··· Textblock
# Operator-Überladung



## gastausbern (16. Mai 2004)

Hallo!

ich habe ein Problem mit der Operator-Überladung. Das ist eine Aufgabe für mein seminar,
und mit diesem Problem kenne ich mich überhaupt nicht aus.
ich weiss zwar, dass es die OP-Überladung in C und C++ gibt, was aber dahinter steckt, davon habe ich keine ahnung. :cry: 

vielleicht kann mir ja jemand von euch bei diesem Problem helfen:


erst einmal : was ist überhaupt, in einer kurzen Def. ,  OPerator-Überladung?

2. gibt es Anwendungsfälle, in denen OP-Überladung sinnvoll eingesetzt werden kann?

3. Welche Probleme können bei der OP-Überladung entstehen?
······
Gestellte Aufgabe
Entnimm dem Forumsbeitrag zur Operator-Überladung wortgetreu die Stelle zwischen „ich weiss zwar, dass“ und „eingesetzt werden kann?“, beide eingeschlossen.
··· Bereitgestellte Daten
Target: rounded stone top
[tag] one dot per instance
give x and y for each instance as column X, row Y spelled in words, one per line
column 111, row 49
······
Erledigte Aufgabe
ich weiss zwar, dass es die OP-Überladung in C und C++ gibt, was aber dahinter steckt, davon habe ich keine ahnung. :cry: 

vielleicht kann mir ja jemand von euch bei diesem Problem helfen:


erst einmal : was ist überhaupt, in einer kurzen Def. ,  OPerator-Überladung?

2. gibt es Anwendungsfälle, in denen OP-Überladung sinnvoll eingesetzt werden kann?